TO DO:
Reproduce the forum thread's text, everything from "plot(z, squeeze(THETA(ixi,1:round(nt/4):nt,:)));" down to "the same plot.", swapping "THETA" for "V".

ARTICLE:
Save the solution for theta and v first in 3d-arrays (the 3rd dimension respects the different xi) and plot after all calculations have finished outside the calculation loop
for xi = [-0.06, -0.05]
...
end
University Glasgow
2022년 9월 16일
편집: University Glasgow
2022년 9월 16일
Please how I theta and v first in 3d-arrays?
Torsten
2022년 9월 16일
counter = 0;
for xi = [-0.06, -0.05]
options = odeset('Mass',M,'RelTol',1e-4,'AbsTol',1e-6);
[t,y] = ode15s(@(t,y)lcode1(t, y, xi),tspan,u0, options);
% Extract the solution for theta and v
theta = [Phi*ones(length(t), 1) y(:,1:N-1) Phi*ones(length(t), 1)];
v = [zeros(length(t), 1) y(:,N:(2*N-2)) zeros(length(t), 1)];
% Extract theta solution for different value
mytheta= xlsread('thetasolxi1.xlsx');
thetasolxi = mytheta(:,[2, 4, 6]);
z1 = mytheta(:,1);
% Extract v solution for different value
myvol= xlsread('vsolxi1.xlsx');
vsolxi = myvol(:,[2, 4, 6]);
z2 = myvol(:,1);
% theta at the middle of the layer (i.e., z=d/2)
theta_middle = theta(:, N/2);
%% Extract theta_middel data from maple
mydata= xlsread('DatafromMaple_middle.xlsx');
theta_middlemaple = mydata(:,2);
time = mydata(:,1);
% Extract r(q) data from maple
rqdata= xlsread('rqdata.xlsx');
rq= rqdata(:,2);
qsize = rqdata(:,1);
counter = counter + 1;
Theta(counter,:,:) = theta;
V(counter,:,:) = v;
end
University Glasgow
2022년 9월 16일
Wow, I see what you mean now. I really appreciate your help. Now the dimension of Theta and V is now 2x101x31 respectively. Please how do I extract Theta and V in 2D ?
University Glasgow
2022년 9월 19일
편집: Walter Roberson
2022년 9월 19일
Hi, pleae why does this gives me the same plot?
xi = [-0.06, -0.1];
figure
hold on
for ixi = 1:numel(xi)
plot(z, squeeze(THETA(ixi,1:round(nt/4):nt,:)));
end
hold off
I was expecting my first plot to corresponds to xi =-0.06 and the second plot to corresponds to xi = -0.1 but I got the same plot.
Torsten
2022년 9월 19일
편집: Torsten
2022년 9월 19일
I don't know. I get all curves stored in the plot.

DATASET EXCERPT:

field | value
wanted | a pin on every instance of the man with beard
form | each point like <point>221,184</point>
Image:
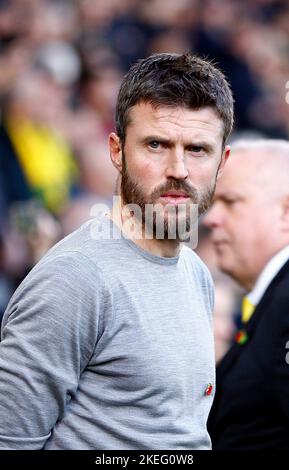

FINISHED EXERCISE:
plot(z, squeeze(V(ixi,1:round(nt/4):nt,:)));
end
hold off
I was expecting my first plot to corresponds to xi =-0.06 and the second plot to corresponds to xi = -0.1 but I got the same plot.